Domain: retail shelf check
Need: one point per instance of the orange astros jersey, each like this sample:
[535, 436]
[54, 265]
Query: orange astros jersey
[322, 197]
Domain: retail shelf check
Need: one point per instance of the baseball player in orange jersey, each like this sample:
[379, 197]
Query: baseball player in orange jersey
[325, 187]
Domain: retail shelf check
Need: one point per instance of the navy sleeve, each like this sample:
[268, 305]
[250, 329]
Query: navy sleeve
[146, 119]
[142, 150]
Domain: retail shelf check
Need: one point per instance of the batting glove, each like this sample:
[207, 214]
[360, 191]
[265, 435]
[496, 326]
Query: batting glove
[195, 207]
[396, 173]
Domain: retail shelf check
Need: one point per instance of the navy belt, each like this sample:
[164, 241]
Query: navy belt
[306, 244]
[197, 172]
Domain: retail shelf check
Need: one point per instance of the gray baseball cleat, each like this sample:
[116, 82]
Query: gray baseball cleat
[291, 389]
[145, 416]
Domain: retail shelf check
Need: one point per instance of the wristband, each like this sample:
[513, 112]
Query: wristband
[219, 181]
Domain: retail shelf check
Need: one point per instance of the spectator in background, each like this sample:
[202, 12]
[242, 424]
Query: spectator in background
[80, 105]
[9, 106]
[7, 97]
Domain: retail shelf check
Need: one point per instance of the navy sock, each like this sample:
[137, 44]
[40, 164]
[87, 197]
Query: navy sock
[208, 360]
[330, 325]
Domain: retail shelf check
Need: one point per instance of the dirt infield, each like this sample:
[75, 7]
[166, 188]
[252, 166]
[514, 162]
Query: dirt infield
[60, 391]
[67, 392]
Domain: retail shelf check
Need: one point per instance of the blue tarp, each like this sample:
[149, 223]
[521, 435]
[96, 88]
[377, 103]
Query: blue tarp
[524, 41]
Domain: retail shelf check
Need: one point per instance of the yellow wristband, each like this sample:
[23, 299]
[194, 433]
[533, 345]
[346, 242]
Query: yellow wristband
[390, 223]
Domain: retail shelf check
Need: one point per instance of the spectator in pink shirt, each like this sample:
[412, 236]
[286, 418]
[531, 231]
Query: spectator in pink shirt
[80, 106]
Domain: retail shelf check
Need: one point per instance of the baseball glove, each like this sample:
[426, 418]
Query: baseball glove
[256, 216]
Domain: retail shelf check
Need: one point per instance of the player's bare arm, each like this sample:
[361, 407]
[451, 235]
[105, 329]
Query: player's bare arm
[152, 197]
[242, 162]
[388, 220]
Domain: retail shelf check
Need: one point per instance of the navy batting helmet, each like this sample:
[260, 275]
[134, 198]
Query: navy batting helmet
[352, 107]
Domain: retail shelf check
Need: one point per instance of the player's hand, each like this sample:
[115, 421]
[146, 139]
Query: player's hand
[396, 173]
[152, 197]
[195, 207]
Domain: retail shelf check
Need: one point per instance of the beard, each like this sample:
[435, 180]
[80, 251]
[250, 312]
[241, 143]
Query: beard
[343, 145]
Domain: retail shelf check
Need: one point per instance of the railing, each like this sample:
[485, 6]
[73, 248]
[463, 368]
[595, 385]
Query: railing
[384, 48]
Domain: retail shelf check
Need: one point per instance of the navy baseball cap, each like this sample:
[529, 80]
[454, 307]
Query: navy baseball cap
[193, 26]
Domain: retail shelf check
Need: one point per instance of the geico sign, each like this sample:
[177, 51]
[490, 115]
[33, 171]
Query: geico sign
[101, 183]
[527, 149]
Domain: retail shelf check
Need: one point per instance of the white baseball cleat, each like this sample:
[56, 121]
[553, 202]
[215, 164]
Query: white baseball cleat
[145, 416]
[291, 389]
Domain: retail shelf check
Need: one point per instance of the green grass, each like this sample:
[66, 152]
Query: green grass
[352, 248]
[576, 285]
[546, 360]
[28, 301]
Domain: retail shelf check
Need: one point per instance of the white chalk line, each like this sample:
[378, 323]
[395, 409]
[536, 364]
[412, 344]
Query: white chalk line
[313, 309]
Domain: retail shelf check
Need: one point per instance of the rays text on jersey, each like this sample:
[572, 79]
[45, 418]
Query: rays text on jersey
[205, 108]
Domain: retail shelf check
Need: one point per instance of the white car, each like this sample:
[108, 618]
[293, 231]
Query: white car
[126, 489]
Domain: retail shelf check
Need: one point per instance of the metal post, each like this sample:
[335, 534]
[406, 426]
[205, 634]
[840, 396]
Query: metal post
------------------------
#### [WORK INSTRUCTIONS]
Give a word-for-word copy of the records.

#### [FULL OUTPUT]
Domain: retail shelf check
Need: one point per instance of the orange astros jersey, each like this sample:
[535, 436]
[54, 265]
Query: orange astros jersey
[322, 197]
Domain: retail shelf check
Need: one point per instance of the baseball player in orange jersey, each like this sample:
[379, 197]
Query: baseball player in orange jersey
[325, 187]
Domain: retail shelf check
Need: one point per instance of the navy sleeve, each like this sample:
[268, 305]
[250, 329]
Query: navy sleeve
[146, 119]
[142, 150]
Domain: retail shelf check
Need: one point per instance of the batting glove, each like this sample:
[207, 214]
[360, 191]
[265, 435]
[496, 326]
Query: batting glove
[195, 207]
[396, 173]
Domain: retail shelf check
Need: one point per instance of the navy belt, each like this sample:
[164, 241]
Query: navy belt
[306, 244]
[197, 172]
Domain: retail shelf check
Need: one point per instance of the gray baseball cleat, each like this sample:
[116, 82]
Query: gray baseball cleat
[291, 389]
[145, 416]
Domain: retail shelf check
Need: one point per instance of the wristband, each like this sample:
[513, 112]
Query: wristband
[219, 181]
Domain: retail shelf check
Need: one point per instance of the spectator in background, each like this sample:
[202, 12]
[242, 424]
Query: spectator in background
[80, 105]
[9, 106]
[7, 97]
Domain: retail shelf check
Need: one point per instance of the navy sock, each like this sample:
[137, 44]
[40, 164]
[87, 197]
Query: navy sock
[208, 360]
[330, 325]
Domain: retail shelf check
Need: one point per instance of the dirt infield, each like this sample:
[75, 7]
[166, 188]
[252, 166]
[514, 162]
Query: dirt infield
[60, 391]
[67, 392]
Domain: retail shelf check
Need: one point per instance of the blue tarp, each like this sample:
[149, 223]
[521, 435]
[96, 88]
[377, 103]
Query: blue tarp
[524, 41]
Domain: retail shelf check
Need: one point per instance of the yellow wristband, each like this sample:
[23, 299]
[194, 433]
[533, 345]
[346, 242]
Query: yellow wristband
[390, 223]
Domain: retail shelf check
Need: one point per instance of the spectator in pink shirt, each like this sample:
[412, 236]
[286, 418]
[531, 231]
Query: spectator in pink shirt
[80, 106]
Domain: retail shelf check
Need: one point per instance of the baseball glove, each like this sample:
[426, 418]
Query: baseball glove
[256, 216]
Domain: retail shelf check
Need: one point per instance of the player's bare arm, each like this sample:
[361, 407]
[451, 235]
[105, 329]
Query: player's bare arm
[152, 197]
[242, 162]
[388, 220]
Domain: retail shelf check
Need: one point per instance of the navy batting helmet, each like this sample:
[260, 275]
[134, 198]
Query: navy batting helmet
[352, 107]
Domain: retail shelf check
Need: one point per instance of the player's hand, each like this sample:
[115, 421]
[146, 139]
Query: player's hand
[396, 173]
[152, 197]
[195, 207]
Domain: retail shelf check
Need: one point per instance of the beard, each like this sample:
[435, 180]
[80, 251]
[250, 312]
[241, 143]
Query: beard
[343, 145]
Domain: retail shelf check
Need: one point per instance of the railing, each like this sample:
[485, 6]
[73, 248]
[463, 368]
[595, 385]
Query: railing
[384, 48]
Domain: retail shelf check
Need: one point per instance of the navy baseball cap, each like this sample:
[529, 80]
[454, 307]
Query: navy baseball cap
[193, 26]
Domain: retail shelf check
Need: one point per instance of the geico sign, each like this sample:
[177, 51]
[490, 115]
[33, 171]
Query: geico sign
[101, 183]
[527, 149]
Domain: retail shelf check
Need: one point per instance of the white baseball cleat, each like this sample:
[56, 121]
[553, 202]
[215, 164]
Query: white baseball cleat
[145, 416]
[291, 389]
Domain: retail shelf check
Need: one point per instance of the green grass, each like this sample:
[66, 152]
Query: green grass
[352, 248]
[576, 285]
[546, 360]
[28, 301]
Domain: retail shelf check
Need: one point per instance of the white chalk line, each like this sample:
[378, 323]
[395, 409]
[536, 364]
[412, 344]
Query: white chalk line
[313, 309]
Domain: retail shelf check
Need: one point per instance of the rays text on jersey, each like this sample:
[572, 79]
[45, 418]
Query: rays text on jersey
[205, 108]
Domain: retail shelf check
Need: one point per instance of the white car, each like this sample:
[108, 618]
[293, 231]
Query: white car
[126, 489]
Domain: retail shelf check
Need: one point per instance of the metal post, each like this sample:
[335, 534]
[406, 426]
[205, 634]
[840, 396]
Query: metal post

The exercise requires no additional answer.